## [Task statement]
Exactly reproduce the lines from the line that has "class=dark jeans | pipe bbox" down to the last line of the entries, inclusive.

(Detection examples)
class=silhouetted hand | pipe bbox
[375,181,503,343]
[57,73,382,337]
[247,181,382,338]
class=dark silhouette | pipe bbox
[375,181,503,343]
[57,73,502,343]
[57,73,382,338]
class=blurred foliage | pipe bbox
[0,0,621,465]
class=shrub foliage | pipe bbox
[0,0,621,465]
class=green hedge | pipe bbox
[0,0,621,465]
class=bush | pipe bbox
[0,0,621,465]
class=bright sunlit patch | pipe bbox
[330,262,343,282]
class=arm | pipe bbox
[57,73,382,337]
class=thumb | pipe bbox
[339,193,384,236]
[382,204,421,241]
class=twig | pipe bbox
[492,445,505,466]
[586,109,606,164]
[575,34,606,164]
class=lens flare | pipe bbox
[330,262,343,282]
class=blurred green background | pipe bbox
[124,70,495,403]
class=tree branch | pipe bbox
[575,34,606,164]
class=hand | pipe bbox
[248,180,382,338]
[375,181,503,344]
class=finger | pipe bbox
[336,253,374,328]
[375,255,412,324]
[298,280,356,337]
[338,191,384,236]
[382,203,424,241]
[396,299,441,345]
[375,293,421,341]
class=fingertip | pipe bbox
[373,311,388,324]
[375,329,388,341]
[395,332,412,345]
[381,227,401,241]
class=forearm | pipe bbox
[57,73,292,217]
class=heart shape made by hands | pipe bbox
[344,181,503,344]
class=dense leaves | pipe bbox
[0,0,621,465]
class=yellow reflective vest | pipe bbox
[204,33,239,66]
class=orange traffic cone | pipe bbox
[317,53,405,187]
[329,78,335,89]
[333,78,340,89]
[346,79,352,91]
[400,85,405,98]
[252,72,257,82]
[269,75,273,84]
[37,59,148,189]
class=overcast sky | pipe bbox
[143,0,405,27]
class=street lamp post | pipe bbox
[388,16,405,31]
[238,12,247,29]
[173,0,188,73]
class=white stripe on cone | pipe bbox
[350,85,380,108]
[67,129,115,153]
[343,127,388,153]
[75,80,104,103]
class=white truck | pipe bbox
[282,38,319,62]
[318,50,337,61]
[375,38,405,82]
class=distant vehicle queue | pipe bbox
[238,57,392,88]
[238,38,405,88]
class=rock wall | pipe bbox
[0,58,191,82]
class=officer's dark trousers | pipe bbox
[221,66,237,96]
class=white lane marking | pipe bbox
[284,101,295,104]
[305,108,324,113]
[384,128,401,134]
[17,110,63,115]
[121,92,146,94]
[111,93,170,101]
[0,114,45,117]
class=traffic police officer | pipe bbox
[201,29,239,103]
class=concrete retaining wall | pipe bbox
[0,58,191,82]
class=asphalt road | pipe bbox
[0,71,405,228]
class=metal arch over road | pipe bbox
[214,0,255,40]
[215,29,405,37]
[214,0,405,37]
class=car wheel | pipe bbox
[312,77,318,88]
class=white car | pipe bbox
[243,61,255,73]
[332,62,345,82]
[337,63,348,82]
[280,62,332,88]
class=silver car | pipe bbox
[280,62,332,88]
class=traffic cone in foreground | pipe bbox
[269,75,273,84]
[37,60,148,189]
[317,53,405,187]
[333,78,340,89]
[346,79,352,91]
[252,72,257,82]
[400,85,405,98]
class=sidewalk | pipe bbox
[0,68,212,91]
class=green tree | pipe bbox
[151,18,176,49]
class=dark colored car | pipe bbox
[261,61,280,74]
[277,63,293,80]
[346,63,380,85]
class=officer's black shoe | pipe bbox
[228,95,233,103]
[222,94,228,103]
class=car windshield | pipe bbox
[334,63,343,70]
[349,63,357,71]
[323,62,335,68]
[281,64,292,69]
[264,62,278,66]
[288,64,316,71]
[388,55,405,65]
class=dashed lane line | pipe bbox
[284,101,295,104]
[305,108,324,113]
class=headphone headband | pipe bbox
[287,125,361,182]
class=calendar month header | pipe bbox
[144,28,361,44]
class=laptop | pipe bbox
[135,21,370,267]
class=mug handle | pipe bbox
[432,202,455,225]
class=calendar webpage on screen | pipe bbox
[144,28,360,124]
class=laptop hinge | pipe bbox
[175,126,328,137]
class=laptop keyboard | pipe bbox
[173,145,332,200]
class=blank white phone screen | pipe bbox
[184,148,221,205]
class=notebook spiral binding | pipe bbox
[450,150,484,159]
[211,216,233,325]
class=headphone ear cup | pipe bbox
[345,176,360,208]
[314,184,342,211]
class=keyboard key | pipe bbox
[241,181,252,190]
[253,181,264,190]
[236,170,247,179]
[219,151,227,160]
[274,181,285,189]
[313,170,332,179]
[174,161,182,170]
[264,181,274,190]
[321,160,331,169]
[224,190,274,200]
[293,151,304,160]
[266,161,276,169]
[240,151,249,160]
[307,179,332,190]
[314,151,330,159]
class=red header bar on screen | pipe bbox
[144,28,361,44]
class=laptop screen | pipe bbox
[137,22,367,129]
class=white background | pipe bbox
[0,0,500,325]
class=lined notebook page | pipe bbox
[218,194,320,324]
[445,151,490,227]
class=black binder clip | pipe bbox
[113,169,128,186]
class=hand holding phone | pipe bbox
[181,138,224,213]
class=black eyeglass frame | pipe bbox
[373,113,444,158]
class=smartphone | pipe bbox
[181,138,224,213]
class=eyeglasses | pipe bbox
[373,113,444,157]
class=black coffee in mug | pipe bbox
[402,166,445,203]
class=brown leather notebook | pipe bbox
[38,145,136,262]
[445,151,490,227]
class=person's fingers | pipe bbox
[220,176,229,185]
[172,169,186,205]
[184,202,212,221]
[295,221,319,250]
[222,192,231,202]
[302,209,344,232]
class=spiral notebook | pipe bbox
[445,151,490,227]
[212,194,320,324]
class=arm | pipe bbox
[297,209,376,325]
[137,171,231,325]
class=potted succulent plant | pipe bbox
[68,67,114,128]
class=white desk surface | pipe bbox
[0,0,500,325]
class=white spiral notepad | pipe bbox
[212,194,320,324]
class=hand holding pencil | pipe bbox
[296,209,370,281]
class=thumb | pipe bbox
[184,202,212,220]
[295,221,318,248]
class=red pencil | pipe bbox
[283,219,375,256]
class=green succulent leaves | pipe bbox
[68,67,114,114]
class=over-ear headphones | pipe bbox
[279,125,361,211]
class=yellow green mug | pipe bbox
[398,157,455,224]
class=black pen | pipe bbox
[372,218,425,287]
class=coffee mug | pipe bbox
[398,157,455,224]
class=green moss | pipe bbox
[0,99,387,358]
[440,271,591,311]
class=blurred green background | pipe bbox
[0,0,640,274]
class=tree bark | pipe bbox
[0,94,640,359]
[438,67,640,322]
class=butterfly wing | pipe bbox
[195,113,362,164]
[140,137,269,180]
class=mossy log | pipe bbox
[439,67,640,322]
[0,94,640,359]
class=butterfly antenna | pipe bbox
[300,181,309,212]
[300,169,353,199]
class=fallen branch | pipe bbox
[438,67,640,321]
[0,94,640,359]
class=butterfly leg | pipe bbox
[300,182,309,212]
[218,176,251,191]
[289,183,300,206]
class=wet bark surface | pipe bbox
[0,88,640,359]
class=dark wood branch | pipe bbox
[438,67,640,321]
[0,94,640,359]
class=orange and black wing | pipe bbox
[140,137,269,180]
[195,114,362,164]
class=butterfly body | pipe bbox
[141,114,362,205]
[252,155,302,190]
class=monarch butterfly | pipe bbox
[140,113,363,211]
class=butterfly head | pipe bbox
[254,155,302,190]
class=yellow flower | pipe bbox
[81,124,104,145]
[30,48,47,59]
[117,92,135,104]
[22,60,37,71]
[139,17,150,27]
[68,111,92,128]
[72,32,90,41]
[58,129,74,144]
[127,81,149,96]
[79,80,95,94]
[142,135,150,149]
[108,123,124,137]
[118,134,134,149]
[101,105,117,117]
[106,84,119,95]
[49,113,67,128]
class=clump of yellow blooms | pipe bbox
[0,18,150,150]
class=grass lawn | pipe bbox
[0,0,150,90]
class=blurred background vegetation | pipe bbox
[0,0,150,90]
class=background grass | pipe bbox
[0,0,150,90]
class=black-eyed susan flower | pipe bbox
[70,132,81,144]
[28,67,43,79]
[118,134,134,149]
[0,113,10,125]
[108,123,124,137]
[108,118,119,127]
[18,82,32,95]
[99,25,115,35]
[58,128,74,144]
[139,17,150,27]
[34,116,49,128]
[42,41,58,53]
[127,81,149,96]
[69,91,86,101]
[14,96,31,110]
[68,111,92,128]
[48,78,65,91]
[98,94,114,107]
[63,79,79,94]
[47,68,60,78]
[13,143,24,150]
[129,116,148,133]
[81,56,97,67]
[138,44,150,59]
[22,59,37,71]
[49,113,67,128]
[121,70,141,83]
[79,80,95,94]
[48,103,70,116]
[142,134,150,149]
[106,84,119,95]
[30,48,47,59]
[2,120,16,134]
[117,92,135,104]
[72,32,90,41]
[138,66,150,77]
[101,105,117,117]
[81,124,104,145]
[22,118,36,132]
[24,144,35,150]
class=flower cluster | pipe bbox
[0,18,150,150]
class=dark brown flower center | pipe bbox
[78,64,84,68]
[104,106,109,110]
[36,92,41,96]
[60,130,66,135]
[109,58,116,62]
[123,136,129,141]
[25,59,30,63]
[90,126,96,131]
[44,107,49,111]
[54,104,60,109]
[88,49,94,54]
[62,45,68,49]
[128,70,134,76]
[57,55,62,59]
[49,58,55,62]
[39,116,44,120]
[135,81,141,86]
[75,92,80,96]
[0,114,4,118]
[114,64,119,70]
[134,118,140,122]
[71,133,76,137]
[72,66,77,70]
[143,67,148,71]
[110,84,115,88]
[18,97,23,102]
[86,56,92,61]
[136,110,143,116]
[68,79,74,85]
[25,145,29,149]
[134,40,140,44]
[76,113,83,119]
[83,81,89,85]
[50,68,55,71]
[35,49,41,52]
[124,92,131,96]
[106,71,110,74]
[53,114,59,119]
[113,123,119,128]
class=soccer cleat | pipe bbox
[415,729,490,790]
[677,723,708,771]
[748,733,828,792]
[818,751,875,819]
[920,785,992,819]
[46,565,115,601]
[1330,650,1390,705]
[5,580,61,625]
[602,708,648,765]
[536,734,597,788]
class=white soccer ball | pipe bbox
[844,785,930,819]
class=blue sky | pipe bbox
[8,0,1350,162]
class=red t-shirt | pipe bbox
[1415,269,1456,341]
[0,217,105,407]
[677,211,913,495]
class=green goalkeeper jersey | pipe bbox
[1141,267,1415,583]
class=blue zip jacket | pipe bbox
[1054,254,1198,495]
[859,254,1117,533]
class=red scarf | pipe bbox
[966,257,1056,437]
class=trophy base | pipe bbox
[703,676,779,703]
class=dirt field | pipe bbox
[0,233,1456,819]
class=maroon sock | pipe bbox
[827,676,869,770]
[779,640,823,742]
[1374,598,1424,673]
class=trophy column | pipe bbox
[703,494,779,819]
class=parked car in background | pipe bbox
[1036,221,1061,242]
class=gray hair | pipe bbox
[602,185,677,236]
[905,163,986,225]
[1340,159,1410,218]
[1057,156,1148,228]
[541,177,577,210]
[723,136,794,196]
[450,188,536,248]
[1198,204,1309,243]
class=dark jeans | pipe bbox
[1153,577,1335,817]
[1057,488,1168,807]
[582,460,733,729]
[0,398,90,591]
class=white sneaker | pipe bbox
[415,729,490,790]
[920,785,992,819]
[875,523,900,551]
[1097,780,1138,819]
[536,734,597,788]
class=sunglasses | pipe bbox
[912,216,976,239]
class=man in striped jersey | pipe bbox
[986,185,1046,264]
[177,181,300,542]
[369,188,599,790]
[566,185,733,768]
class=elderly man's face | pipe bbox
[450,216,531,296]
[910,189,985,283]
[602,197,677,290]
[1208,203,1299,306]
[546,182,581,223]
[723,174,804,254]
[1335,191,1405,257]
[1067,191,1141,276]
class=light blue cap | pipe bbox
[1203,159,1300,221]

## [Exercise response]
class=dark jeans | pipe bbox
[1153,577,1335,817]
[1057,488,1168,807]
[582,460,733,729]
[0,398,90,591]
class=white sneaker | pipe bbox
[415,729,490,790]
[920,785,992,819]
[875,523,900,551]
[1097,780,1138,819]
[536,734,597,788]
class=sunglasses | pipe bbox
[912,216,976,239]
class=man in striped jersey | pipe bbox
[986,185,1046,264]
[177,181,300,542]
[369,188,599,790]
[566,185,733,768]
class=elderly man's face | pipe bbox
[450,216,531,296]
[910,189,985,283]
[602,197,677,290]
[1208,203,1299,306]
[546,182,581,223]
[723,174,804,254]
[1335,191,1405,257]
[1067,191,1141,276]
class=light blue cap | pipe bbox
[1203,159,1300,221]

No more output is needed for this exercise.